GIVEN RECORDS:
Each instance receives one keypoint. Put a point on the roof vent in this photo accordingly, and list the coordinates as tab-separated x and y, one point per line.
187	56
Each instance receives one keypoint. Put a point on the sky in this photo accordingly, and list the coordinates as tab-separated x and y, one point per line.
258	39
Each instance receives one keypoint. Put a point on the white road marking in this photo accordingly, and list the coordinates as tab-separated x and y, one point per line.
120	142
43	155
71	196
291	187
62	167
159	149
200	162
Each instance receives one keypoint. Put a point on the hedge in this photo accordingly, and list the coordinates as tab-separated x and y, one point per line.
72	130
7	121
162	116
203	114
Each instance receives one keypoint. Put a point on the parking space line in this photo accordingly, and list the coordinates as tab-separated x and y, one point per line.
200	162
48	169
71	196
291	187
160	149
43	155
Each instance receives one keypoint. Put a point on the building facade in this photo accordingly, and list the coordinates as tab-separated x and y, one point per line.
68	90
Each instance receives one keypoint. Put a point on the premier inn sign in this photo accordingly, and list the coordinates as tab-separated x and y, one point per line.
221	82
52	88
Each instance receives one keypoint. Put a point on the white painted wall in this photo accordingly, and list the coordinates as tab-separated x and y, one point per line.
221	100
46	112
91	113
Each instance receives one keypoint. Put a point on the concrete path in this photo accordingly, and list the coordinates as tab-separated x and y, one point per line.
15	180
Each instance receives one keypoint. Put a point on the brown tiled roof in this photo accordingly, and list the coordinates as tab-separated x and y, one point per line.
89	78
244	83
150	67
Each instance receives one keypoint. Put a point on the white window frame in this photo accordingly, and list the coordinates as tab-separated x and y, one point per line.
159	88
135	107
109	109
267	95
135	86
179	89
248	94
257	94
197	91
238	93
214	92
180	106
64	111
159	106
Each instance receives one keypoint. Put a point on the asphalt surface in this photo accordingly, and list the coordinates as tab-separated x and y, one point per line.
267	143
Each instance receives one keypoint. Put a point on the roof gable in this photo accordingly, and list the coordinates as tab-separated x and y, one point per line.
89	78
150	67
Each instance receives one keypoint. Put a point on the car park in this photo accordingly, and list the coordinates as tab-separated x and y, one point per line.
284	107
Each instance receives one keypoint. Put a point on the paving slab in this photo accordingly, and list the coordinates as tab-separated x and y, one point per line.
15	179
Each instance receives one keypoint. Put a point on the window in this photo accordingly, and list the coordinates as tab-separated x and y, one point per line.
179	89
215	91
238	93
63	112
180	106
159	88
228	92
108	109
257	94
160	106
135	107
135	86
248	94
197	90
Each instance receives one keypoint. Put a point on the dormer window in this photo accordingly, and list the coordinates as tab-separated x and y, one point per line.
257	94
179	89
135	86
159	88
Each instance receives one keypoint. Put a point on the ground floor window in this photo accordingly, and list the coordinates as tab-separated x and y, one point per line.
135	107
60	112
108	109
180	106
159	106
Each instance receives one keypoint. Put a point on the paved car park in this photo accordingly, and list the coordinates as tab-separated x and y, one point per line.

STATED TASK:
Recast the lines above as a numbered list, omitting any blank lines.

REPLY:
1. Each instance receives one keypoint. Put a point on the roof vent in this photo accordingly, and list the coordinates as tab-separated x and y, one point per line.
2. 187	56
3. Each instance receives one keypoint. Put a point on the sky in this photo accordingly, and list the coordinates as tab-separated x and y, one point per line.
4. 258	39
5. Each instance receives one keypoint. Put a point on the white road marking in this photo accordingly, and list the coordinates as tab-separated x and y, one point per line.
6. 120	142
7. 43	155
8. 71	196
9. 291	187
10. 62	167
11. 159	149
12. 200	162
13. Each instance receives one keypoint. Put a point on the hedge in this photo accordingly, and list the coordinates as tab-separated x and y, one point per line.
14. 72	130
15. 7	121
16. 162	116
17. 203	114
18. Each instance receives one keypoint. Put a point on the parking space line in this photo accordingly, and list the coordinates as tab-separated x and y, one point per line.
19. 200	162
20. 48	169
21. 71	196
22. 291	187
23. 160	149
24. 43	155
25. Each instance receives one keypoint. Put a point on the building facade in this photo accordingly, and list the coordinates as tab-separated x and y, one point per line.
26. 68	90
27. Each instance receives one keypoint. Put a point on the premier inn sign in this photo accordingly, and list the coordinates as tab-separated x and y, one point per line.
28. 221	82
29. 52	88
30. Each instance receives one keypoint. Put a point on the white painted wall in this photo accordingly, and list the coordinates as tab-separated x and y, one point per line.
31. 221	100
32. 46	112
33. 91	113
34. Each instance receives one keypoint. Put a point on the concrete path in this photo accordingly, and list the coordinates as tab-separated x and y, one point per line.
35. 15	180
36. Each instance receives one keypoint. Put a point on the brown tiled roof in this photo accordingly, and list the coordinates as tab-separated x and y, one point per line.
37. 89	78
38. 244	83
39. 150	67
40. Each instance receives one keypoint. Put a point on the white window frame in this photo accordingly, and list the coordinates as tab-separated x and y, one point per line.
41. 159	88
42. 135	107
43. 109	109
44. 267	95
45. 135	86
46. 179	89
47. 248	94
48. 257	94
49. 197	91
50. 238	93
51. 214	92
52. 180	106
53. 64	111
54. 159	106
55. Each instance receives one keypoint. Put a point on the asphalt surface in this photo accordingly, and list the coordinates as tab-separated x and y, one point per line.
56. 267	143
57. Each instance receives one keypoint. Put a point on the roof gable in this photo accordingly, and list the coordinates as tab-separated x and y, one point per line.
58. 89	78
59. 150	67
60. Each instance receives one keypoint. Put a point on the car park in this photo accordingly, and list the coordinates as tab-separated x and y, one point per line.
61. 284	107
62. Each instance receives one keypoint. Put a point on the paving slab in this photo accordingly, and list the coordinates as tab-separated x and y, one point per line.
63. 15	179
64. Each instance receives one keypoint. Put a point on the window in this photo accordingly, and list the coordinates as tab-separated x and y, one point per line.
65. 179	89
66. 215	91
67. 238	93
68. 63	112
69. 180	106
70. 159	88
71. 228	92
72. 108	109
73. 257	94
74. 160	106
75. 135	107
76. 135	86
77. 248	94
78. 197	90
79. Each instance receives one keypoint. Put a point on the dormer window in this photo accordingly, and list the coordinates as tab-separated x and y, one point per line.
80. 257	94
81. 179	89
82. 135	86
83. 159	88
84. Each instance receives one keypoint. Put a point on the ground floor window in this photo accordingly, and list the coordinates as tab-separated x and y, one point per line.
85. 135	107
86. 60	112
87. 108	109
88. 180	106
89. 159	106
90. Each instance receives one keypoint. Put a point on the paved car park in this photo accordingly, and list the coordinates as tab-separated x and y, one point per line.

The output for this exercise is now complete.